Who’s Defending Microsoft Defender? Breaking Down Modern BYOVD Attacks

Recently, the Inversion6 Incident Response team has been tracking an uptick in cyberattacks that hijack vulnerable Windows drivers to crash endpoint detection and response (EDR) systems, most notably Microsoft Defender. 

These are known as Bring Your Own Vulnerable Driver (BYOVD) attacks and they don’t rely on fancy exploits or cutting edge, adversarial AI. Instead, they target files Windows already trusts, repurposing them to crash your endpoint protection tools with relative ease. After that, they can cause all sorts of trouble without being detected. 

We’ve seen this up close in several recent cases. Here’s how it happens, how to spot it and what to do if you’ve already been hit with a BYOVD attack. 

When Trust Turns Against You 

Whenever Windows loads a driver, it first checks whether it’s “digitally signed.” A signed driver is one that originates from a trusted source, hasn’t been modified, and is therefore allowed to interact directly with the operating system kernel - the most privileged level of access. 

As operating systems have evolved, it’s become much harder to sneak a malicious driver into the system. But attackers adapt quickly, exploiting the process by piggybacking malicious code on vulnerable drivers that are already signed. 

Sometimes they target old drivers that are often no longer in use. Sometimes they find a small flaw that was never patched. Either way, Windows will still allow them through the door as long as the drivers are signed (and that code signature hasn’t been revoked). 

Many of the recent attacks we’ve seen have started with a driver called RWDRV.sys from ThrottleStop. This file is legitimate, code-signed and trusted. However, hackers are using it to load a second driver - often HLPDRV.sys - which contains the malicious payload.  

This second driver is what is used to crash or disable various EDR systems, from Microsoft Defender to CrowdStrike to SentinelOne and more. 

How it Works 

For a BYOVD attack to work, an attacker must already have administrative access to your device. Without administrative privileges, they can’t install drivers or load malicious services - so gaining that access is always step one, often through phishing, remote access exploitation or some other malicious software delivery. The vulnerable driver is simply the method they use to remove endpoint protections and solidify their control. This is also the step that clears the path for ransomware or data exfiltration. 

While Akira ransomware has been publicly associated with the recent strikes on EDR, including Microsoft Defender, BYOVD strikes are not tied to one specific threat actor. Once the attacker has kernel-level access and EDR is offline, they can do pretty much whatever they want. 

Detection 

As a general rule, whenever your EDR stops reporting, it’s time to investigate immediately. One of the most dangerous elements of a BYOVD attack is that it takes away your visibility, leaving you blind to the attackers next series of moves.  

In cases we’ve investigated, we’ve seen several recurring indicators. Drivers like RWDRV.sys and HLPDRV.sys show up across multiple incidents and malicious services have often appeared under the name MGDSRV or HLPDRV. Legitimate Microsoft tools like consent.exe might also appear, used to bypass user access control prompts.

Written request 1:
Rescale the entries from the line with "Practice step: put one dot on the hand" up to and including the last line of the entries. Reproduce each of those lines with the request lines unchanged, and multiply every coordinate in the answers by 2.4, rounding to the nearest whole number with halves rounded up.

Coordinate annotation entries
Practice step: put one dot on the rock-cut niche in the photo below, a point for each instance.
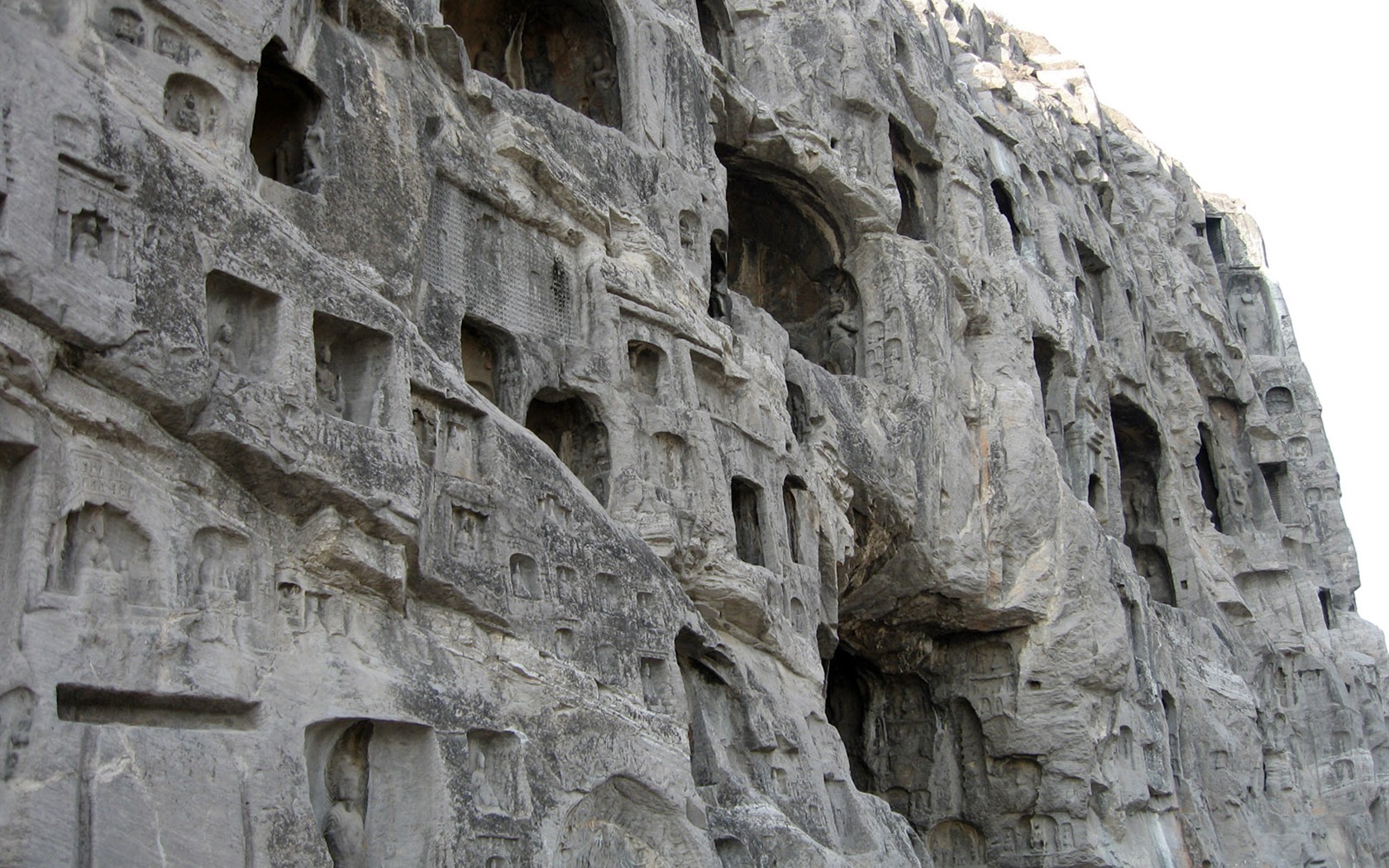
(563, 49)
(785, 255)
(286, 139)
(1139, 451)
(375, 788)
(577, 435)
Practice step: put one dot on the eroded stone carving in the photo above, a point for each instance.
(856, 377)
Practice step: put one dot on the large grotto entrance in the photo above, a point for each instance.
(785, 255)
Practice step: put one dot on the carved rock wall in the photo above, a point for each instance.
(632, 432)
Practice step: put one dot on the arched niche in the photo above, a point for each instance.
(625, 823)
(575, 434)
(564, 49)
(785, 255)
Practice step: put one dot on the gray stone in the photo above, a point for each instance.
(633, 432)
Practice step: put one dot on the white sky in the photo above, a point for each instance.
(1286, 108)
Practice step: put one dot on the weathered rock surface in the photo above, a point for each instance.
(632, 432)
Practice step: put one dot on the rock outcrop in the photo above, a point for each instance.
(633, 432)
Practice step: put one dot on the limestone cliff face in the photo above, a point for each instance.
(647, 432)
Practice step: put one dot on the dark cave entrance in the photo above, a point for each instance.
(561, 49)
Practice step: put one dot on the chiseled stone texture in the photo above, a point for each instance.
(647, 432)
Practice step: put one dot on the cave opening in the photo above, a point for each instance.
(1043, 359)
(1280, 490)
(846, 708)
(1210, 490)
(1215, 238)
(577, 435)
(484, 359)
(1005, 203)
(747, 525)
(563, 49)
(917, 178)
(784, 255)
(286, 141)
(1139, 451)
(792, 490)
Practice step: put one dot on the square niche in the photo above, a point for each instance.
(242, 327)
(351, 363)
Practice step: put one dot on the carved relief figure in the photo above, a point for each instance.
(313, 174)
(212, 571)
(88, 230)
(16, 720)
(330, 388)
(346, 778)
(843, 341)
(222, 349)
(92, 553)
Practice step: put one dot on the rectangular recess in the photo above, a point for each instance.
(88, 704)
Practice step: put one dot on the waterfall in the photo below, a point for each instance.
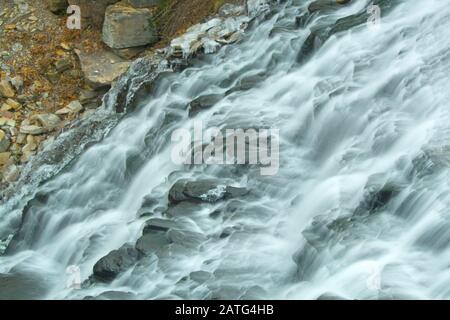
(359, 208)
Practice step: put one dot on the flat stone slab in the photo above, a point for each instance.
(101, 68)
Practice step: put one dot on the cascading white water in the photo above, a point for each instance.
(368, 110)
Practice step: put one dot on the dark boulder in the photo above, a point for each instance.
(209, 191)
(326, 5)
(203, 103)
(159, 225)
(115, 262)
(152, 242)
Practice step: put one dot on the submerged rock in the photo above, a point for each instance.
(115, 262)
(326, 5)
(203, 191)
(126, 27)
(203, 102)
(101, 68)
(152, 242)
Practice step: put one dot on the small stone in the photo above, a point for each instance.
(13, 103)
(6, 90)
(62, 65)
(21, 138)
(5, 158)
(126, 27)
(65, 46)
(11, 173)
(73, 107)
(7, 122)
(32, 129)
(48, 120)
(4, 141)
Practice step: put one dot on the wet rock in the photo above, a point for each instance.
(13, 104)
(48, 120)
(229, 9)
(203, 191)
(101, 68)
(33, 130)
(57, 6)
(6, 90)
(159, 225)
(129, 53)
(321, 34)
(17, 83)
(21, 286)
(376, 198)
(88, 97)
(113, 295)
(330, 296)
(182, 209)
(4, 141)
(29, 149)
(326, 5)
(152, 242)
(72, 107)
(143, 3)
(201, 276)
(11, 174)
(7, 122)
(92, 12)
(115, 262)
(5, 158)
(431, 160)
(62, 65)
(126, 27)
(202, 103)
(246, 83)
(186, 238)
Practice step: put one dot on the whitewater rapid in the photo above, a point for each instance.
(368, 111)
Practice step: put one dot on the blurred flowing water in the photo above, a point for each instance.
(359, 208)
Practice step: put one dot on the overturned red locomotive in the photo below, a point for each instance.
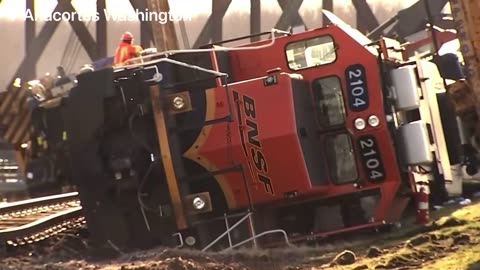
(293, 137)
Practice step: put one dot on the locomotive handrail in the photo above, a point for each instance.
(170, 52)
(216, 73)
(283, 232)
(227, 232)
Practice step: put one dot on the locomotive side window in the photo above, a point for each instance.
(341, 158)
(311, 52)
(329, 101)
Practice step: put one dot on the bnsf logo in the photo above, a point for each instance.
(252, 147)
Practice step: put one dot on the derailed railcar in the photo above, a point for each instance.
(298, 136)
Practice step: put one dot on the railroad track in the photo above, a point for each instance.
(33, 220)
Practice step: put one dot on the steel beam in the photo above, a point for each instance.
(290, 15)
(101, 35)
(146, 31)
(206, 33)
(327, 5)
(255, 18)
(81, 31)
(35, 50)
(366, 20)
(217, 17)
(30, 70)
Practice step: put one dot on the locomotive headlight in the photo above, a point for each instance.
(360, 123)
(373, 121)
(198, 203)
(178, 103)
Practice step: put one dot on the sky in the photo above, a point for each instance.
(188, 8)
(236, 23)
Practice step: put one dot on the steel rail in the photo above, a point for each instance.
(38, 202)
(36, 219)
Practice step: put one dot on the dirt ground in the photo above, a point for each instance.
(450, 241)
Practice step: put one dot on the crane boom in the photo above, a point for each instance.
(164, 34)
(467, 16)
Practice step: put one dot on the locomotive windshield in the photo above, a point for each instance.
(311, 52)
(329, 102)
(340, 158)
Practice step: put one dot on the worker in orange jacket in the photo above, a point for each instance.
(126, 50)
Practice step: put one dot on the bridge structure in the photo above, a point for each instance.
(14, 114)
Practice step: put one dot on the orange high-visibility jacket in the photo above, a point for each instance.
(124, 52)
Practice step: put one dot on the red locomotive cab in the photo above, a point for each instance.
(273, 136)
(348, 100)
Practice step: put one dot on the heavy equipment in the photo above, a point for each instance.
(294, 137)
(297, 136)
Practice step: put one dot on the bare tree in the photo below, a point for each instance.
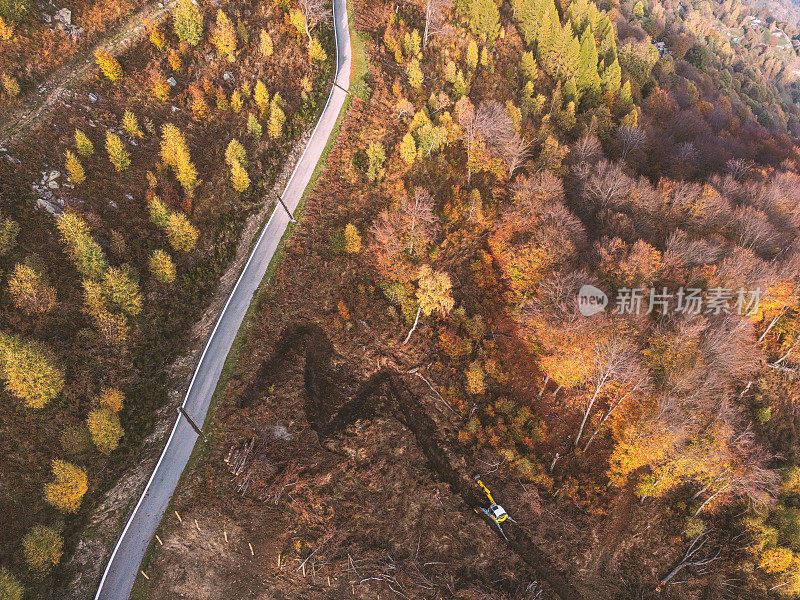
(739, 168)
(612, 360)
(690, 559)
(314, 12)
(435, 18)
(608, 186)
(631, 138)
(419, 215)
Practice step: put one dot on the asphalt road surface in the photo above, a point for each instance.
(123, 566)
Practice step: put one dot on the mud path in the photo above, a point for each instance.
(36, 106)
(330, 408)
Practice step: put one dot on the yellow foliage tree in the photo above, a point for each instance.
(175, 154)
(261, 98)
(109, 65)
(276, 118)
(69, 485)
(28, 373)
(83, 143)
(162, 267)
(316, 51)
(236, 101)
(182, 235)
(10, 587)
(119, 157)
(224, 36)
(111, 399)
(82, 249)
(28, 292)
(121, 292)
(352, 239)
(105, 429)
(265, 44)
(433, 294)
(74, 168)
(239, 177)
(42, 547)
(158, 40)
(131, 125)
(6, 31)
(11, 85)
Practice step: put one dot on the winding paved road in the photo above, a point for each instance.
(123, 566)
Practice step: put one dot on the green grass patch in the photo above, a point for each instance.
(360, 88)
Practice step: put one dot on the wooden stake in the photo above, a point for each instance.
(194, 425)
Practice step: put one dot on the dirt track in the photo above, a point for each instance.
(330, 408)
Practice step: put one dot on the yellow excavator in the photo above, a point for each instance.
(494, 511)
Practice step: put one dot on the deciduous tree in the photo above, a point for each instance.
(187, 22)
(69, 485)
(29, 292)
(42, 547)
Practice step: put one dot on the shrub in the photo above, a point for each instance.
(175, 154)
(182, 235)
(254, 127)
(352, 240)
(82, 249)
(376, 156)
(188, 22)
(28, 292)
(239, 177)
(6, 31)
(408, 149)
(276, 118)
(224, 36)
(261, 97)
(14, 11)
(414, 72)
(159, 214)
(74, 168)
(121, 292)
(119, 157)
(472, 55)
(28, 373)
(109, 66)
(265, 47)
(111, 399)
(66, 491)
(131, 125)
(162, 267)
(8, 235)
(10, 587)
(316, 51)
(11, 85)
(105, 429)
(476, 379)
(158, 40)
(235, 153)
(236, 101)
(42, 547)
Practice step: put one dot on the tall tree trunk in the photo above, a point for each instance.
(416, 320)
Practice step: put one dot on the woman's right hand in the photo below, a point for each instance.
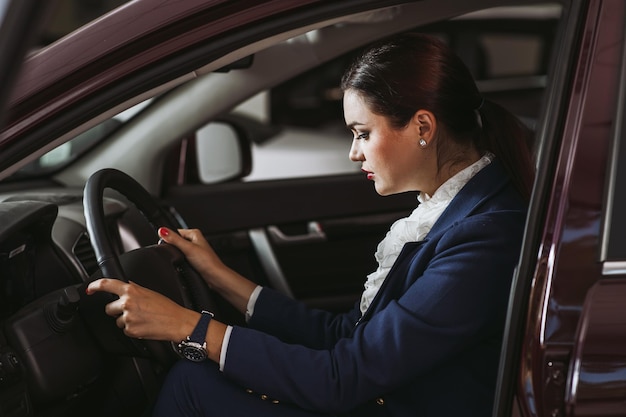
(198, 252)
(232, 286)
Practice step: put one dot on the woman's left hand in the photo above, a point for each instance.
(143, 313)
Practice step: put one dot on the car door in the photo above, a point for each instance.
(563, 352)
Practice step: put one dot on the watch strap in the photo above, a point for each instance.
(199, 332)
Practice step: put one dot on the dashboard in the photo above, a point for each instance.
(50, 352)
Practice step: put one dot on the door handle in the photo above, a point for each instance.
(314, 234)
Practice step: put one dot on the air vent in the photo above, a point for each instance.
(85, 254)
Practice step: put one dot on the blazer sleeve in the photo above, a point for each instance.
(459, 298)
(293, 322)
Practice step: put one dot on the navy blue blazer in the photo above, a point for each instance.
(428, 345)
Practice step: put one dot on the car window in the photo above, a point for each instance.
(506, 48)
(67, 152)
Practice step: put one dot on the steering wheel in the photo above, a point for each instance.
(160, 267)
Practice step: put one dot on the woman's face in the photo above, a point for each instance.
(392, 158)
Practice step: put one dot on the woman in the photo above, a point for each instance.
(425, 338)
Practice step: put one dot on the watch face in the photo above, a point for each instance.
(192, 351)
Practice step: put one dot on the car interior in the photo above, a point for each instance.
(204, 151)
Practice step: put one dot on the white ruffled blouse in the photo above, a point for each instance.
(416, 226)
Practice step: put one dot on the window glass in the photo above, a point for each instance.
(506, 45)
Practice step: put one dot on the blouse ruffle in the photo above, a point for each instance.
(416, 226)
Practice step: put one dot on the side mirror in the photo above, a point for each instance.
(223, 153)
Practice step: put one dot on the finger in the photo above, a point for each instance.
(114, 286)
(171, 237)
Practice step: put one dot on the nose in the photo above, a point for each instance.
(355, 151)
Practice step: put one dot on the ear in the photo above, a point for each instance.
(426, 123)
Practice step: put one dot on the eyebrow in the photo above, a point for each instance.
(353, 124)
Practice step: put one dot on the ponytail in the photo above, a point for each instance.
(509, 139)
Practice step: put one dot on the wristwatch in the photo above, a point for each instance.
(194, 347)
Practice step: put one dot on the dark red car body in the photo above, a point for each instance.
(564, 352)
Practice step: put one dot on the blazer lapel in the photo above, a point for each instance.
(489, 181)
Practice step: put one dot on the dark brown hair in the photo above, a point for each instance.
(405, 73)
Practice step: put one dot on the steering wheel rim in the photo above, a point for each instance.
(196, 293)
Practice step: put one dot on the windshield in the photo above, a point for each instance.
(69, 151)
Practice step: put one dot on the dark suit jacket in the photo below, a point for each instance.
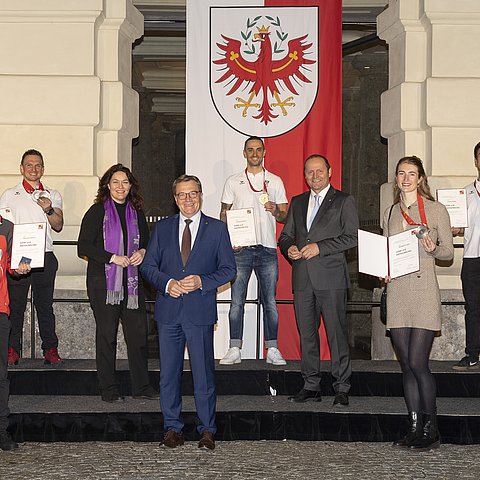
(211, 258)
(334, 229)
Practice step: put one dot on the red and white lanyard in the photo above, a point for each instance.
(251, 186)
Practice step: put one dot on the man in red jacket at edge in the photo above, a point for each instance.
(6, 232)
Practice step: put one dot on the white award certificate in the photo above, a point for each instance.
(455, 201)
(241, 227)
(388, 256)
(28, 244)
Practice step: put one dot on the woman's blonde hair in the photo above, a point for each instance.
(423, 187)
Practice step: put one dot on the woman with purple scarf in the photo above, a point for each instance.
(113, 238)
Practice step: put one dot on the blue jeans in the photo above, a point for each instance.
(263, 261)
(470, 279)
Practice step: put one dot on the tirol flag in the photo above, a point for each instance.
(270, 69)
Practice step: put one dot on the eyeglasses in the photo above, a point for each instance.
(192, 195)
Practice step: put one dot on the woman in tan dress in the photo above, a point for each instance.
(413, 302)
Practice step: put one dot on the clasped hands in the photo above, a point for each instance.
(190, 283)
(308, 251)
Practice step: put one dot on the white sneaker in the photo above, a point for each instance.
(275, 357)
(232, 356)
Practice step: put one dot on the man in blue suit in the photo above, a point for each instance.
(189, 255)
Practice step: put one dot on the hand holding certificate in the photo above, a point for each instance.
(388, 256)
(455, 201)
(28, 244)
(241, 227)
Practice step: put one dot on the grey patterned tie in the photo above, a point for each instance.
(186, 241)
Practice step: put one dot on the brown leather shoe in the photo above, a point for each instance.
(173, 439)
(207, 441)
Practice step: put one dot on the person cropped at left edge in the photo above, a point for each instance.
(113, 238)
(32, 202)
(6, 232)
(188, 257)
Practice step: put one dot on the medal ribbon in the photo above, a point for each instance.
(251, 186)
(421, 209)
(29, 189)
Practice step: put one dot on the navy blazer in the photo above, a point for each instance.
(211, 258)
(334, 229)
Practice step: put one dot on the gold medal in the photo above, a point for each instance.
(263, 198)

Written request 2:
Answer these questions from the article on BYOVD attacks:
(a) Which driver from ThrottleStop did many of the recent attacks start with?
(b) What must an attacker already have on a device for a BYOVD attack to work?
(c) Under which names have malicious services often appeared?

Correct answer 1:
Practice step: put one dot on the hand holding certificate in the photo above, a point for each instance.
(931, 614)
(1092, 482)
(67, 586)
(578, 545)
Practice step: put one dot on the grey patterned tie in the photo above, a point for each instance.
(446, 578)
Practice step: put one dot on the brown leather shoe in the photo above, a point for each instance.
(415, 1054)
(497, 1058)
Practice step: put one dot on the person cropped at left edge in the photo above, a point for each instance.
(271, 571)
(77, 485)
(14, 557)
(451, 617)
Practice step: put one dot on the medal ribbon in the photo above, a point for each instance.
(602, 446)
(1010, 502)
(70, 454)
Practice step: put one dot on the navy blazer in the photo above, a point for each instance.
(506, 619)
(802, 550)
Practice step: put one dot on the gold medal in the photo above, a point for each instance.
(631, 475)

Correct answer 2:
(a) RWDRV.sys
(b) Administrative access
(c) MGDSRV or HLPDRV